DATA TO PROCESS ::
::::::::::
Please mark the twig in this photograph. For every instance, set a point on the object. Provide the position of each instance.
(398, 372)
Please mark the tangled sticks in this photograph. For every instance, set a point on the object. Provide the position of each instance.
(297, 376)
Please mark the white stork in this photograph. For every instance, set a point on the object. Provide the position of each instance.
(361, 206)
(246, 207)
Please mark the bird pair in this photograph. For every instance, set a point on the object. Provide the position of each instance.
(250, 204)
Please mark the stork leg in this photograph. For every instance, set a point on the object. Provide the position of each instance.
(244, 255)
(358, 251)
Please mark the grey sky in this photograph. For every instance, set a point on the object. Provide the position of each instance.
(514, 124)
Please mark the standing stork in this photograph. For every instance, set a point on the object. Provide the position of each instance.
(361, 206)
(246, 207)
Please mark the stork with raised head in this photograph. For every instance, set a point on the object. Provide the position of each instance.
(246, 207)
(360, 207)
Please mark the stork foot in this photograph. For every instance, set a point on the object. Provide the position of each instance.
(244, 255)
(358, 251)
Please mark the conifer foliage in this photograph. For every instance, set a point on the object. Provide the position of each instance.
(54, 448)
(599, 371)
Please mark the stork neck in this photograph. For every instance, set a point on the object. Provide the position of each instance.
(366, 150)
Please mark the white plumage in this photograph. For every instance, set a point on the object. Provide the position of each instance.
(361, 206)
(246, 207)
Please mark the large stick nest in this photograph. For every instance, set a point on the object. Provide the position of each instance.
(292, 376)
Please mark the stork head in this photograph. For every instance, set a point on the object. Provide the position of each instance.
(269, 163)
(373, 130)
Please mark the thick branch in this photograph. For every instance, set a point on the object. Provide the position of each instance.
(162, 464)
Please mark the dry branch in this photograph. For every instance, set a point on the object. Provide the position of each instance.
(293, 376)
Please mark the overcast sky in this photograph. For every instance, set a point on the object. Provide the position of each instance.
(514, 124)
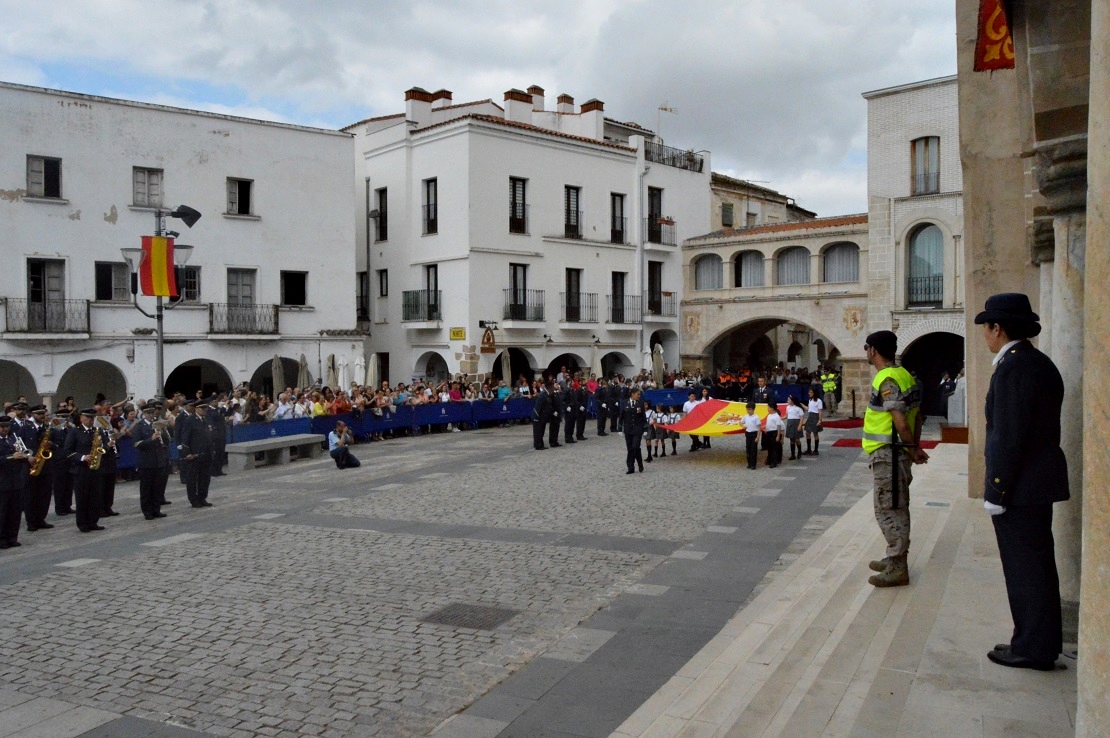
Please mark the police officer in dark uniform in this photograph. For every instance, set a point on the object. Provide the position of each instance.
(541, 415)
(556, 416)
(152, 445)
(12, 464)
(78, 451)
(604, 401)
(581, 396)
(195, 445)
(633, 423)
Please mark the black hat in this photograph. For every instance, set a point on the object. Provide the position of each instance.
(885, 342)
(1009, 307)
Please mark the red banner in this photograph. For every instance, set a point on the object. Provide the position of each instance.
(155, 273)
(994, 48)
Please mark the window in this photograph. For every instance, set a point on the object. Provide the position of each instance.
(926, 165)
(431, 206)
(726, 214)
(748, 270)
(113, 282)
(572, 219)
(925, 273)
(239, 196)
(44, 177)
(383, 206)
(617, 218)
(189, 286)
(793, 266)
(294, 287)
(841, 263)
(147, 186)
(517, 205)
(707, 272)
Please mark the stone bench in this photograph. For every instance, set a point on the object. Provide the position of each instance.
(241, 455)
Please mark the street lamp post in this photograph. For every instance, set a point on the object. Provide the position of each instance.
(181, 254)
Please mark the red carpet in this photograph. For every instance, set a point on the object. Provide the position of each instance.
(856, 443)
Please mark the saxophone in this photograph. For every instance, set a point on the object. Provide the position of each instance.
(96, 452)
(42, 454)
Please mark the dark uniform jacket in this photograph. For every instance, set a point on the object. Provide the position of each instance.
(1025, 462)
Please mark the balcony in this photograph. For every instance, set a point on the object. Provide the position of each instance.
(48, 316)
(242, 320)
(662, 154)
(624, 311)
(925, 291)
(422, 306)
(661, 305)
(517, 216)
(524, 305)
(661, 230)
(578, 306)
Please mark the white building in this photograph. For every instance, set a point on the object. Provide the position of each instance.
(271, 271)
(561, 226)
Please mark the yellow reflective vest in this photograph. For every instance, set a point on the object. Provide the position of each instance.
(878, 423)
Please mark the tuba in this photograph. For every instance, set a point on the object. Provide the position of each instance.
(42, 454)
(97, 452)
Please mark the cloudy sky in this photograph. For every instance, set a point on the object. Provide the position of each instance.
(770, 87)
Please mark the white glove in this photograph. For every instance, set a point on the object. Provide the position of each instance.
(992, 508)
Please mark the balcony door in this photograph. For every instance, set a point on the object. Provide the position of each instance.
(46, 295)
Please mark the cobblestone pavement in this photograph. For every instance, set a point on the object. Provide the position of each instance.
(309, 620)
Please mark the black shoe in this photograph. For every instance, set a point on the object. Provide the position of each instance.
(1011, 659)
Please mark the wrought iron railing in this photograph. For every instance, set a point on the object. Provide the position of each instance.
(625, 309)
(662, 154)
(664, 304)
(242, 319)
(48, 316)
(578, 306)
(421, 305)
(661, 230)
(524, 305)
(925, 291)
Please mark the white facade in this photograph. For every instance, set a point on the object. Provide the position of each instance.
(275, 240)
(508, 264)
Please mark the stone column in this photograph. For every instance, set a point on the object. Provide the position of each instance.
(1092, 714)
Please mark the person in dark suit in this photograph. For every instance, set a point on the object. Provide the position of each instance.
(633, 424)
(541, 415)
(1026, 473)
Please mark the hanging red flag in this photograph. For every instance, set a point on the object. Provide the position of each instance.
(155, 273)
(994, 48)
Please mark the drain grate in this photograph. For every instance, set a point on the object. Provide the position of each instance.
(476, 617)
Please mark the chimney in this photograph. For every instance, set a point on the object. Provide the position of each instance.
(537, 98)
(417, 105)
(593, 119)
(441, 99)
(517, 105)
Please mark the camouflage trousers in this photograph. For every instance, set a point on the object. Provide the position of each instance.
(892, 521)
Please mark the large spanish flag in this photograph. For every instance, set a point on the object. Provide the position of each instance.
(155, 273)
(717, 417)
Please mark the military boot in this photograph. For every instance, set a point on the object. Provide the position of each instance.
(895, 575)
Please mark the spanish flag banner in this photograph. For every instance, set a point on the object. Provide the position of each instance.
(994, 48)
(717, 417)
(155, 273)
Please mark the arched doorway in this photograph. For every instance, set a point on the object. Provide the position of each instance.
(16, 381)
(262, 381)
(88, 378)
(930, 356)
(202, 374)
(431, 367)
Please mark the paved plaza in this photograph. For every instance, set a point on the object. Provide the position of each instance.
(296, 606)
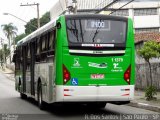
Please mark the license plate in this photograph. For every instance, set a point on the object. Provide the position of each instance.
(97, 76)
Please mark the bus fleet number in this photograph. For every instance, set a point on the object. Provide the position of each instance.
(117, 59)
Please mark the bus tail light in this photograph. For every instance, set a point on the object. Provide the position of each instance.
(127, 75)
(66, 75)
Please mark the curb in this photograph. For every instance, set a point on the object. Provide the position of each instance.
(144, 106)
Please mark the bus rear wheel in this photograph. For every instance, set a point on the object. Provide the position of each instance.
(40, 99)
(23, 96)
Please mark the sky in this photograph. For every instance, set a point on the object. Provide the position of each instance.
(24, 12)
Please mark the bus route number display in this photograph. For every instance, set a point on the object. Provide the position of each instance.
(97, 24)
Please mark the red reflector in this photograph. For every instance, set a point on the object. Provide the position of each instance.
(127, 89)
(66, 89)
(66, 95)
(127, 75)
(66, 75)
(125, 94)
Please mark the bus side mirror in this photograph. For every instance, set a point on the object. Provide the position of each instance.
(58, 25)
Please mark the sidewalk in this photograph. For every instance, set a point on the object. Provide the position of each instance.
(8, 73)
(140, 102)
(139, 99)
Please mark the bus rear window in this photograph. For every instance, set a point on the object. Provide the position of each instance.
(96, 31)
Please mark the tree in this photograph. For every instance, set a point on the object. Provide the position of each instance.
(29, 27)
(45, 19)
(19, 37)
(148, 51)
(10, 32)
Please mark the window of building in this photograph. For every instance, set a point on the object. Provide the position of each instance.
(145, 11)
(142, 30)
(121, 13)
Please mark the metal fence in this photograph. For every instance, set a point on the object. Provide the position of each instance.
(143, 75)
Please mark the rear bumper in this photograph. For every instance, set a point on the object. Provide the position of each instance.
(94, 93)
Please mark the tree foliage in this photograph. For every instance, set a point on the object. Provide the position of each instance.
(10, 31)
(19, 37)
(29, 27)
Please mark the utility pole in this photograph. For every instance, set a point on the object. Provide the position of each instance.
(37, 4)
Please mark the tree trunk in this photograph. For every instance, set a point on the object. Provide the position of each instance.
(150, 70)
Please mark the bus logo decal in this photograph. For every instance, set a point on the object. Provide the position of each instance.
(74, 81)
(102, 65)
(76, 62)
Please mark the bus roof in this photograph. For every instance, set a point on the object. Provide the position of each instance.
(38, 32)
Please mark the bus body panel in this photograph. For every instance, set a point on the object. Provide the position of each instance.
(94, 93)
(92, 78)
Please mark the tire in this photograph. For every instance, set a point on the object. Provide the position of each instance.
(23, 96)
(40, 99)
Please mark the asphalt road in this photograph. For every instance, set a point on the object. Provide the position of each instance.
(12, 106)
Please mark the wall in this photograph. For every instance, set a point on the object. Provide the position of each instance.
(143, 75)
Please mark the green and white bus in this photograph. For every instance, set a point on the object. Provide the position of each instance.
(86, 59)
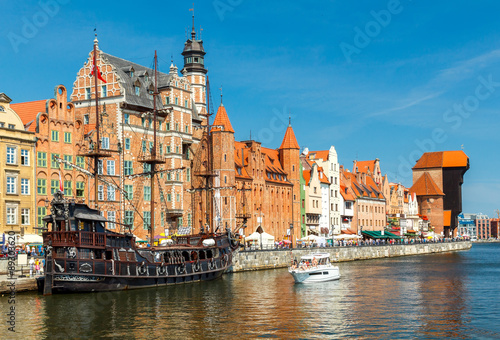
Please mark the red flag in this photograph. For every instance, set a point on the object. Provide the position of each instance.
(60, 181)
(99, 75)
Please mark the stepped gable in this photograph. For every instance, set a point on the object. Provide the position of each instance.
(141, 76)
(274, 169)
(289, 141)
(425, 186)
(442, 159)
(28, 112)
(364, 166)
(322, 154)
(239, 161)
(221, 121)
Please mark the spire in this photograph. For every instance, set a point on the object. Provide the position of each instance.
(221, 121)
(193, 31)
(96, 42)
(289, 141)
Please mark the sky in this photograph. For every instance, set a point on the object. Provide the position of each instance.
(376, 79)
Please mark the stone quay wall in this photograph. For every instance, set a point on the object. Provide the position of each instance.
(280, 258)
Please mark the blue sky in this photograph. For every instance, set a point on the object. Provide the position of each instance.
(387, 79)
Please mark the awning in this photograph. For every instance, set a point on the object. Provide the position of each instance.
(88, 216)
(377, 234)
(447, 218)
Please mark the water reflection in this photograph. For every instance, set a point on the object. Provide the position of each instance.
(444, 295)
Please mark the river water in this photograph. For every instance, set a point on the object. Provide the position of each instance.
(452, 295)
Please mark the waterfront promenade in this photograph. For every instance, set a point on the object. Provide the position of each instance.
(280, 258)
(248, 260)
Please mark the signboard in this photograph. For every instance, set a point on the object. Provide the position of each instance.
(22, 259)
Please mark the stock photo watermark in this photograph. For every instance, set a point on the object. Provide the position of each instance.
(455, 115)
(223, 6)
(31, 25)
(365, 34)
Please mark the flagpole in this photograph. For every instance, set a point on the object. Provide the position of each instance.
(98, 140)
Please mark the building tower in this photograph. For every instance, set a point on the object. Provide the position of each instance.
(222, 135)
(289, 153)
(194, 69)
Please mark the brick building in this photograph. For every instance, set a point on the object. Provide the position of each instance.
(259, 186)
(126, 134)
(59, 134)
(328, 161)
(437, 182)
(17, 174)
(370, 203)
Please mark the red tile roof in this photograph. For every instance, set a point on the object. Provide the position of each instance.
(323, 154)
(425, 186)
(363, 166)
(289, 141)
(222, 120)
(273, 165)
(28, 111)
(442, 159)
(447, 218)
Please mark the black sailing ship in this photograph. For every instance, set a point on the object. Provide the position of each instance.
(82, 255)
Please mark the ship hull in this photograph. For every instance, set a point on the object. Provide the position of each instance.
(85, 284)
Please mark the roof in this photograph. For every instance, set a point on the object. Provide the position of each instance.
(273, 166)
(122, 69)
(446, 218)
(363, 166)
(378, 234)
(323, 154)
(425, 186)
(222, 121)
(442, 159)
(289, 141)
(28, 111)
(239, 161)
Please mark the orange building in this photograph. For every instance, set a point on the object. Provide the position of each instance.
(437, 182)
(59, 132)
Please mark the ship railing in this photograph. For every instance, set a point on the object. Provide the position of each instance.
(76, 239)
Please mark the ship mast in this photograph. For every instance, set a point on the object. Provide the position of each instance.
(153, 157)
(153, 154)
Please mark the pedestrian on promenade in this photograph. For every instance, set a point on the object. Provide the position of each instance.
(32, 266)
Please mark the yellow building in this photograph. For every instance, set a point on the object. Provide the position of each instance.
(17, 196)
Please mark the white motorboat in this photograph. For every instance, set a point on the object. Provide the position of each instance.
(314, 268)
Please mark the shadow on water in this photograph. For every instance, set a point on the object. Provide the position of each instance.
(451, 295)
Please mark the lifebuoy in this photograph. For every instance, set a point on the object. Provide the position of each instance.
(181, 269)
(162, 269)
(212, 264)
(142, 268)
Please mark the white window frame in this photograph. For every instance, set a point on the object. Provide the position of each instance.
::::::::::
REQUIRED WORK :: All that is wanted is an exact copy of the lines from the line holding "Please mark the lifebuoy" through the end of the material above, including both.

PROBLEM SOLUTION ::
Please mark the lifebuoy in this photograph. For every instance, set a point on the object. Provide the position of each instance.
(181, 269)
(162, 269)
(212, 264)
(142, 268)
Please mark the white window frame in this photograph. For every instance, set a point on the object. Provide the position of each instance.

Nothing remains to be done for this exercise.